*** Opening of Passage shown ***

Whatever the reason - ignorance, indolence or both - some writers focus the actions and reactions of their characters along such narrow and exclusive paths, it certainly detracts from a sense of believability and thus from enjoyment of even an otherwise great story.
Thank you for shining a light on such an important and too often neglected aspect of writing.
Excellent piece, Dave
RCJ
Yeah, Sully, and we’ve spent quite a lot of phosphor back and forth on this topic, I know. I think it’s possible to walk the roads of both worlds, but damned hard, and it still doesn’t help you when it comes to getting past that editorial / marketing gateway, because they already know what they want before they get it…and if you didn’t write it, they don’t buy it without a fight…still we persevere. It’s in the blood…and yes, Dust of Eden (man I should have looked that up).

*** Close of Passage shown ***
*** Opening of Record excerpts ***

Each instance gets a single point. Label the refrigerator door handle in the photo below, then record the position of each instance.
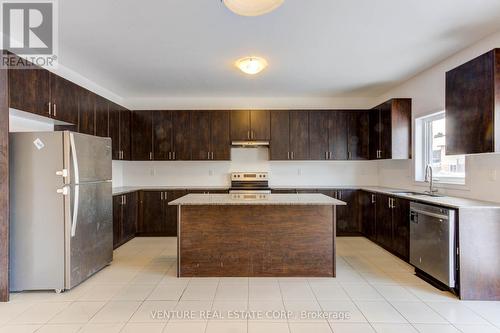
(76, 198)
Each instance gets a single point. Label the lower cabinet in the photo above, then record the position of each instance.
(156, 217)
(124, 218)
(386, 221)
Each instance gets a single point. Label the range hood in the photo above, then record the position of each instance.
(250, 144)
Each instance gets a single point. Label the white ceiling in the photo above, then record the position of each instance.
(315, 48)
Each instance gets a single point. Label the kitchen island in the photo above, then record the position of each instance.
(264, 235)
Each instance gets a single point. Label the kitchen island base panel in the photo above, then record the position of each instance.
(256, 241)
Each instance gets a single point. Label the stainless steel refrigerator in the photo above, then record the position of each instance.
(61, 209)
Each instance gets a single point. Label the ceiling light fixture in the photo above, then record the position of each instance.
(252, 7)
(251, 65)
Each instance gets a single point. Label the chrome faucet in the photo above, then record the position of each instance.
(428, 179)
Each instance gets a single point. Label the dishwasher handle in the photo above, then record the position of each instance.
(423, 212)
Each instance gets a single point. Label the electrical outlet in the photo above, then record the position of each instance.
(493, 175)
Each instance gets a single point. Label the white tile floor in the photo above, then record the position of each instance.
(373, 292)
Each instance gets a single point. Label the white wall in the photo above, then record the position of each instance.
(428, 93)
(308, 173)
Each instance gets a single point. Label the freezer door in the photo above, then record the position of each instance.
(88, 157)
(89, 231)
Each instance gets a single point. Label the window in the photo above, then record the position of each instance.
(431, 150)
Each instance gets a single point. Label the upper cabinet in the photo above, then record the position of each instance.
(339, 135)
(289, 135)
(250, 125)
(473, 106)
(390, 130)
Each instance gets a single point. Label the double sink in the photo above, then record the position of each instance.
(416, 194)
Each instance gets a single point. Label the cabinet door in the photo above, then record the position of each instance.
(347, 216)
(367, 205)
(142, 135)
(181, 136)
(358, 135)
(472, 91)
(29, 90)
(374, 133)
(162, 135)
(260, 123)
(125, 133)
(117, 220)
(386, 131)
(401, 228)
(86, 107)
(318, 135)
(200, 135)
(221, 142)
(171, 212)
(299, 135)
(240, 125)
(114, 130)
(129, 218)
(338, 135)
(101, 116)
(64, 97)
(384, 221)
(151, 214)
(280, 134)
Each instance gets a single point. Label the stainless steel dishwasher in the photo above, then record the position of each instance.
(432, 241)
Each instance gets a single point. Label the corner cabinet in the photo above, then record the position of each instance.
(473, 106)
(390, 130)
(124, 218)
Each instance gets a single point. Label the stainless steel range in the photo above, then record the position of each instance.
(249, 183)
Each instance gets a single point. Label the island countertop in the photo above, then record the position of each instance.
(259, 199)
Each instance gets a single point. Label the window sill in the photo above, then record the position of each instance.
(450, 186)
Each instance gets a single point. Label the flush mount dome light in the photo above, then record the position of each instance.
(251, 65)
(252, 7)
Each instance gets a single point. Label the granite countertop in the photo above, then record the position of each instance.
(447, 201)
(452, 202)
(268, 199)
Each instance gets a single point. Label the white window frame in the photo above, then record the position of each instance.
(422, 155)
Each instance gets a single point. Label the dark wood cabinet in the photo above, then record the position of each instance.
(367, 206)
(119, 131)
(280, 133)
(390, 130)
(472, 106)
(220, 141)
(64, 98)
(156, 217)
(401, 227)
(86, 105)
(386, 221)
(289, 135)
(101, 116)
(181, 121)
(250, 125)
(124, 218)
(358, 135)
(29, 89)
(162, 135)
(141, 135)
(299, 135)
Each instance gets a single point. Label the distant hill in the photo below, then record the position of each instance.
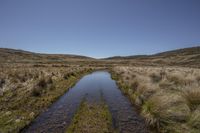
(180, 57)
(21, 56)
(189, 57)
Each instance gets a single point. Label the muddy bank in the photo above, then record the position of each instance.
(91, 87)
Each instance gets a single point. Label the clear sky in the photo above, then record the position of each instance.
(99, 28)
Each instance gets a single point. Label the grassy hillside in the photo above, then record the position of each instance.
(20, 56)
(189, 57)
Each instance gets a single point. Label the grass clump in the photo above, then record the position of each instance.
(91, 118)
(194, 120)
(162, 110)
(193, 97)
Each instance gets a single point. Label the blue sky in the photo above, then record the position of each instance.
(99, 28)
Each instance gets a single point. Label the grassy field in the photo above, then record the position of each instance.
(92, 118)
(168, 97)
(165, 86)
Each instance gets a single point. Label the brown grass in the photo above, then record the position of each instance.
(169, 97)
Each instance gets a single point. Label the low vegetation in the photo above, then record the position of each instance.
(27, 91)
(91, 118)
(168, 97)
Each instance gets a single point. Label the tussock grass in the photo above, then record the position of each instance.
(26, 91)
(169, 97)
(91, 118)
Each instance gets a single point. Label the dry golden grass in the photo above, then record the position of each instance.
(169, 97)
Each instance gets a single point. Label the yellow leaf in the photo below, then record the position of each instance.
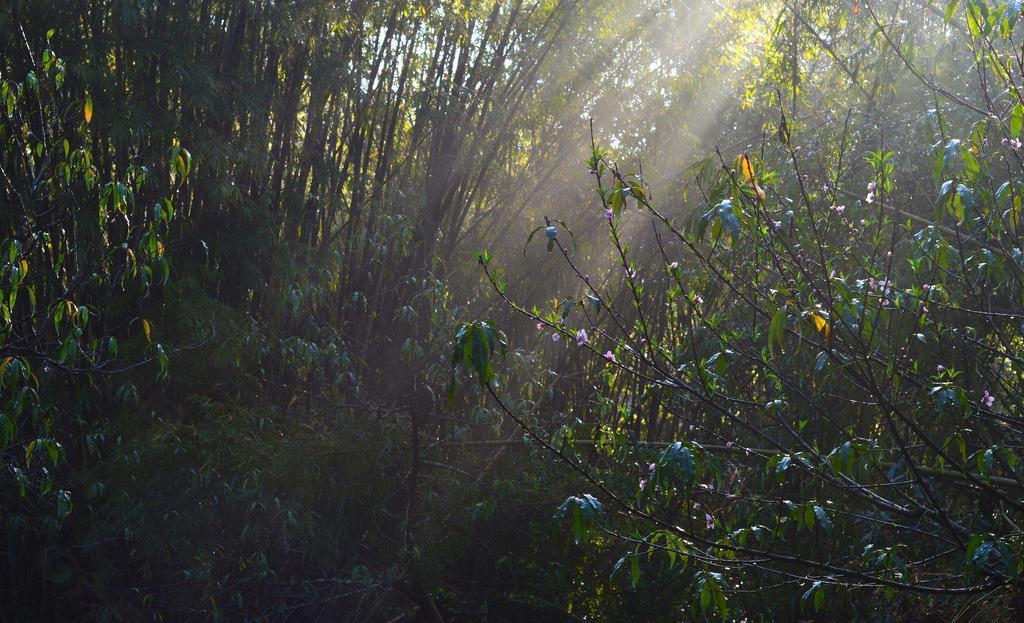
(821, 324)
(743, 167)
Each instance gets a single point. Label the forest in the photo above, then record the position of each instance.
(440, 310)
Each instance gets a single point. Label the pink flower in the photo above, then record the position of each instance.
(582, 337)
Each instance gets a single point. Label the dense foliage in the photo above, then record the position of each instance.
(255, 363)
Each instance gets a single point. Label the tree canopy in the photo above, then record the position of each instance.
(511, 309)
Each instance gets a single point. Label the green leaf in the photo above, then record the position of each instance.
(727, 217)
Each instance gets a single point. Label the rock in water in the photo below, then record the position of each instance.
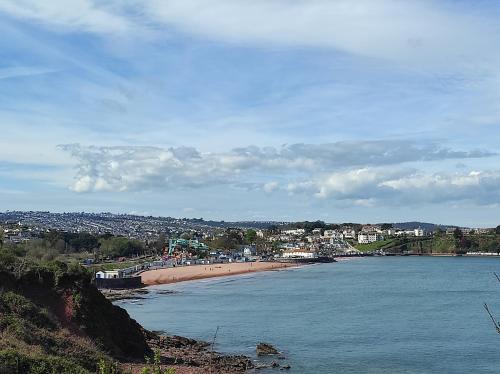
(266, 349)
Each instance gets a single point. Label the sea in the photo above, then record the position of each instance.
(365, 315)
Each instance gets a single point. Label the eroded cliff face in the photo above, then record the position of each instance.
(53, 318)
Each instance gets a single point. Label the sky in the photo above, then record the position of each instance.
(338, 110)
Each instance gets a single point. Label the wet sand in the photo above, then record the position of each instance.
(186, 273)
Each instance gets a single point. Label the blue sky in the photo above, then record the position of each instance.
(364, 111)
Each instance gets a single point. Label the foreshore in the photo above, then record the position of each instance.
(194, 272)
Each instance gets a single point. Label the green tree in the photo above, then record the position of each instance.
(250, 236)
(386, 226)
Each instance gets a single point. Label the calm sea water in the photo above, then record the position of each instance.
(370, 315)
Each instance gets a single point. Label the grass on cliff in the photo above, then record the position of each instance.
(31, 341)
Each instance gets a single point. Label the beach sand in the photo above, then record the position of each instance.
(186, 273)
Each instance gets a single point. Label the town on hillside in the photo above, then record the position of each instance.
(118, 246)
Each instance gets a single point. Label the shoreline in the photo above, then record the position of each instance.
(198, 272)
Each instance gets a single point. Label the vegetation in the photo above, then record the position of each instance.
(437, 243)
(53, 320)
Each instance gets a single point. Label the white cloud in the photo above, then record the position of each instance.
(380, 186)
(270, 187)
(326, 171)
(86, 15)
(410, 31)
(413, 32)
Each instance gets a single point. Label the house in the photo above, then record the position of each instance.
(249, 250)
(295, 232)
(299, 253)
(369, 237)
(349, 233)
(109, 274)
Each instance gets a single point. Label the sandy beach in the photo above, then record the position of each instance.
(186, 273)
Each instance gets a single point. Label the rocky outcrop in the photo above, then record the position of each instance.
(266, 349)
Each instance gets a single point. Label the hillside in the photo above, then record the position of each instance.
(53, 320)
(435, 244)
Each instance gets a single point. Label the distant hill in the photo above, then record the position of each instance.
(429, 227)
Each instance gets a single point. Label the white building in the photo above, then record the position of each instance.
(109, 274)
(369, 237)
(349, 233)
(299, 253)
(295, 232)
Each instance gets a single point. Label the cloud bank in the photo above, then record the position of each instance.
(364, 172)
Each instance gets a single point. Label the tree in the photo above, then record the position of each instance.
(250, 236)
(457, 233)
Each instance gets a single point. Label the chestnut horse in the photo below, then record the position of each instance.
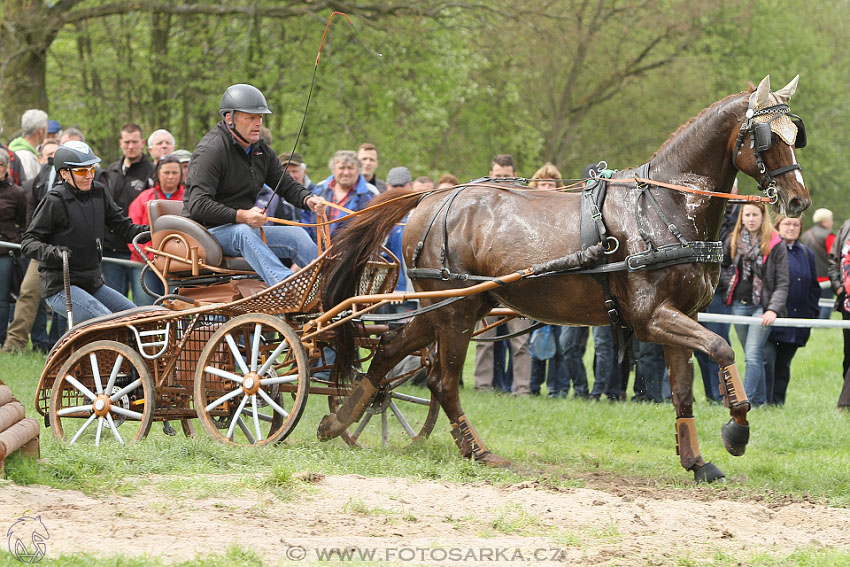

*** Close of Record excerpts ***

▶ [Task list]
(A) Reproduce the comment thread about writing from the words "Thank you for" through the words "looked that up).".
(B) Extend the comment thread about writing onward from the point at which it stops.
The data above are material separate from the comment thread about writing.

▶ [Answers by item]
(A)
Thank you for shining a light on such an important and too often neglected aspect of writing.
Excellent piece, Dave
RCJ
Yeah, Sully, and we’ve spent quite a lot of phosphor back and forth on this topic, I know. I think it’s possible to walk the roads of both worlds, but damned hard, and it still doesn’t help you when it comes to getting past that editorial / marketing gateway, because they already know what they want before they get it…and if you didn’t write it, they don’t buy it without a fight…still we persevere. It’s in the blood…and yes, Dust of Eden (man I should have looked that up).

(B)
Robert…I’ve all but given up on SF because of that very thing…it is so VERY difficult for me to find any that I can believe in on a deep enough level to be drawn into that world, and without it it feels odd to me to be reading about it.
D
None of that…today is not for thinking. My headache can attest to it…and I had not a DROP to drink last night…just allergy / sinus stuff to start the New Year. Getting things done though..
Dave
“I know that you aren’t getting a whole CSI team for one case a week at a time.”
I also know that the gals who work in CSI aren’t all between the ages of 21 - 35 (Marge seems to be the lone exception in several CSI series), don’t all have voluptuous heads of flowing manes, perfect figures, and dress in tight blouses that emphasize cleavage. That may be a small point in those shows, but it bugs me. Likewise, novels that over-romanticize their characters (male or female) hit me over the head with the un-realness of it all.
And thanks, Dave, for including me on the short list! I’m truly humbled (she said as she tossed her voluptuous head of flowing mane… Okay, I can pretend.)
As to the headache, go to your pharmacy and get some of that behind the counter Suphedrine. I had to pop one this afternoon for the same problem, and it works like a charm. Of course, you have to sign in so they know you aren’t making meth.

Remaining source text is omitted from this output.